• **Written request 1**
In the passage on axial resolution in fluorescence microscopy, how does the axial extent of the main focal spot compare with the value found in the transverse direction?
• **Written request 2**
Write the next part of the passage on axial resolution in fluorescence microscopy, starting after its last sentence.

• **Source document**
— start —
Improving the axial resolution is a rewarding but challenging current endeavor in fluorescence microscopy (Diaspro, 2002; Hell, 2003). For the largest aperture available, the axial extent of the main focal spot is ∼2λ/n, where λ is the wavelength of light and n the refractive index of the mounting medium. This is about four times larger than the ∼λ/(2n) value found in the transverse direction. The interference of the focused wavefronts of two opposing objective lenses readily produces a focal axial width of ∼λ/(4n). However, with current apertures, the focal maximum is also accompanied by interference side lobes (Hell and Stelzer, 1992a; Hell et al., 1997). The periodic repetition of peaks in the point-spread function (PSF) of a microscope signifies that the associated spatial frequency is weak or nonexistent in its optical transfer function (OTF) (Gu and Sheppard, 1994; Schrader et al., 1997; Gustafsson, 1999; Nagorni and Hell, 2001a). Thus, the side lobe height crucially determines the viability of an interference-based approach to axial superresolution. As a rule of thumb, the first-order side lobes should be <∼50% of the main focal maximum (Hänninen et al., 1995; Nagorni and Hell, 2001a).
— end —
• **Extracted records**
— start —
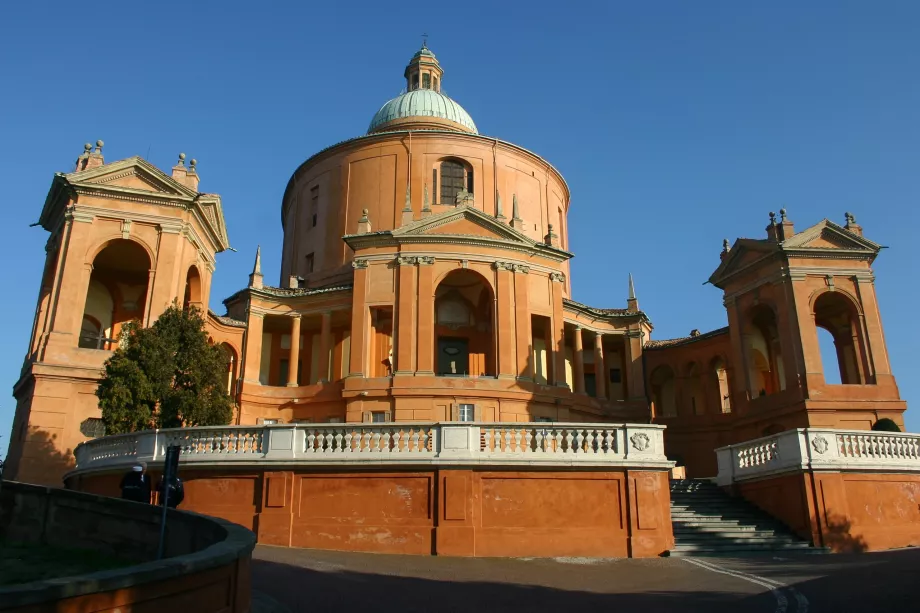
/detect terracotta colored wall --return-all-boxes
[0,477,254,613]
[736,473,920,552]
[73,469,674,557]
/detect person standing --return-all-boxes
[157,476,185,509]
[121,462,150,504]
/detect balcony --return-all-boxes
[73,422,673,474]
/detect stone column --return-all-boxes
[493,262,517,379]
[243,310,265,385]
[394,256,418,375]
[415,256,434,376]
[317,311,332,383]
[287,313,300,387]
[348,259,370,377]
[594,332,607,401]
[623,330,645,399]
[572,326,585,394]
[514,264,534,381]
[549,272,569,388]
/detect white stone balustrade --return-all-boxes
[74,422,673,474]
[716,428,920,485]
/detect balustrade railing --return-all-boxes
[68,422,671,472]
[716,428,920,485]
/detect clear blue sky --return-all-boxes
[0,0,920,452]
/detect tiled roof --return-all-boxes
[644,326,728,349]
[208,309,246,328]
[223,283,352,304]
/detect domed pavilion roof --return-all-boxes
[367,89,479,134]
[367,44,479,134]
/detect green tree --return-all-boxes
[96,303,233,434]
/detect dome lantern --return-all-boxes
[367,44,479,134]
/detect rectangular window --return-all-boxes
[460,404,476,421]
[278,360,289,385]
[310,185,319,228]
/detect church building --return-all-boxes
[8,46,906,485]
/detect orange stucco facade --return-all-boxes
[67,468,674,557]
[9,43,906,486]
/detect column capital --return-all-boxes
[396,255,418,266]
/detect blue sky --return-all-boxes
[0,0,920,453]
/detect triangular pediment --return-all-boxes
[393,206,535,245]
[782,219,881,252]
[65,157,196,198]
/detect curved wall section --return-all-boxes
[0,481,255,613]
[281,131,569,287]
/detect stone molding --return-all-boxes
[715,428,920,486]
[67,422,674,478]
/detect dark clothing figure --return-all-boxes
[121,470,150,504]
[157,477,185,509]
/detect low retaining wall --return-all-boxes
[716,428,920,552]
[67,424,674,557]
[0,481,255,613]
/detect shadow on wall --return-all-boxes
[3,430,76,487]
[822,515,869,553]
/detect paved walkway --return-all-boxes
[253,545,920,613]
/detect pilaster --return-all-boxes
[572,326,585,394]
[243,309,265,385]
[286,313,300,387]
[514,264,534,381]
[493,262,517,379]
[549,272,569,388]
[415,256,434,375]
[394,256,418,375]
[348,259,370,377]
[317,311,332,383]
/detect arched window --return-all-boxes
[709,357,732,413]
[814,292,868,384]
[434,160,473,204]
[687,362,706,415]
[745,305,786,398]
[78,239,151,350]
[650,366,677,417]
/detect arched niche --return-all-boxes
[78,239,151,350]
[434,269,496,377]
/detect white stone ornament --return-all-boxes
[629,432,649,451]
[811,434,830,453]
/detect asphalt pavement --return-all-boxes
[253,545,920,613]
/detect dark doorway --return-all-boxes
[438,337,470,377]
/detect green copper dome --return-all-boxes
[367,89,479,134]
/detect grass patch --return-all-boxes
[0,541,136,586]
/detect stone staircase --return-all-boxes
[671,479,815,557]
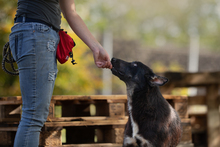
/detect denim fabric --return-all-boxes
[9,23,59,147]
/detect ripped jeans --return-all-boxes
[9,23,59,147]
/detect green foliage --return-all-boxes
[0,0,220,96]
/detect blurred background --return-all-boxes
[0,0,220,96]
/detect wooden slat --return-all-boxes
[52,95,127,101]
[0,127,18,132]
[45,117,128,127]
[206,85,220,147]
[56,143,122,147]
[160,72,220,87]
[0,95,187,105]
[188,96,206,105]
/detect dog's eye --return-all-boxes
[133,63,137,67]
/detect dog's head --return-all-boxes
[111,58,168,88]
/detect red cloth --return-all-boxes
[56,30,76,64]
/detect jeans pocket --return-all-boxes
[9,33,23,61]
[47,40,56,52]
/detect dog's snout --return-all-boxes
[111,58,116,63]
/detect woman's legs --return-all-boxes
[10,23,59,147]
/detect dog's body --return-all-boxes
[111,58,181,147]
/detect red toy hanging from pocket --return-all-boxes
[56,29,76,65]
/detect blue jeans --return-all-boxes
[9,23,59,147]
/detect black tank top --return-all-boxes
[15,0,61,29]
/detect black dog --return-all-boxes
[111,58,182,147]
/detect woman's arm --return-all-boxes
[60,0,112,69]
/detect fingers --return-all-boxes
[96,61,112,69]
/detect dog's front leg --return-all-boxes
[123,118,138,147]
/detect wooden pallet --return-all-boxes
[0,95,192,147]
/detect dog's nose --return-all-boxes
[111,58,116,62]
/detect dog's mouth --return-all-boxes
[111,65,125,76]
[111,58,125,76]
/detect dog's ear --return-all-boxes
[150,75,168,86]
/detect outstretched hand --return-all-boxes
[93,48,112,69]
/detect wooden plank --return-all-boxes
[173,99,189,118]
[52,95,127,101]
[39,130,62,146]
[45,118,127,127]
[206,84,220,147]
[109,103,125,117]
[180,119,192,144]
[0,127,18,132]
[56,143,122,147]
[188,96,206,105]
[47,116,128,122]
[0,95,187,105]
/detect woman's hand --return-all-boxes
[93,46,112,69]
[60,0,112,69]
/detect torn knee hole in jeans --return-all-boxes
[47,40,56,52]
[48,72,56,81]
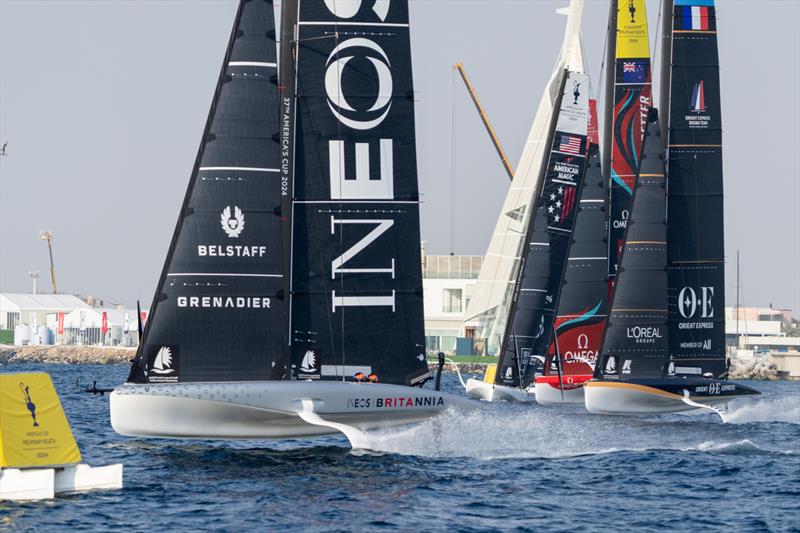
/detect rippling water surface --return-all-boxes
[0,364,800,532]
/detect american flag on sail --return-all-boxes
[558,135,581,155]
[547,185,576,227]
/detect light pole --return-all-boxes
[39,230,58,294]
[28,270,39,294]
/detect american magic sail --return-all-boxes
[111,0,462,441]
[585,0,758,413]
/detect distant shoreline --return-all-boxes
[0,344,779,381]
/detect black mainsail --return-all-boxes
[664,0,727,378]
[548,100,608,378]
[110,0,457,440]
[290,2,429,385]
[595,109,669,380]
[128,1,285,383]
[495,72,590,388]
[585,0,759,413]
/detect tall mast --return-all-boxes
[278,0,298,366]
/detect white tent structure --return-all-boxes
[465,0,584,354]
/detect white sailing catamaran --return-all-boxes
[111,0,468,445]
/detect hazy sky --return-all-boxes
[0,0,800,313]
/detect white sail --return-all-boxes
[466,0,584,353]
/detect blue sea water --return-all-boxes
[0,364,800,532]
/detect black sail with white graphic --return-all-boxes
[290,0,429,384]
[129,0,284,383]
[495,72,589,387]
[595,113,669,380]
[665,0,727,377]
— end —
• **Task output 1**
It is about four times larger.

• **Task output 2**
The height and number of the side lobes decrease dramatically with the aperture angle of the lenses, but with current lenses, adding two wavefronts entails primary lobe heights of ∼70% of the maximum (Hell and Stelzer, 1992a). Effective for the lobe suppression are the mechanism of two-photon fluorescence excitation (Denk et al., 1990) of the fluorophore and confocal detection (Hell and Stelzer, 1992b). The third option is the simultaneous constructive interference of the excitation and the detection wavefront pairs (Hell and Stelzer, 1992a,b; Gustafsson et al., 1995; Nagorni and Hell, 2001a). The latter is efficient if the actual wavelengths are significantly different, because wavelength disparity leads to different axial locations of the side lobes. As a result, fluorescence at the side lobes of the excitation spot is weakened by incomplete detection. In I5M microscopy (Gustafsson et al., 1995, 1999; Nagorni and Hell, 2001a), the joint action of illumination and detection interference is mandatory because other mechanisms of lobe suppression are absent here. Still, the OTF of the I5M features periodic regions of minor transfer (Nagorni and Hell, 2001a) (see also Appendix).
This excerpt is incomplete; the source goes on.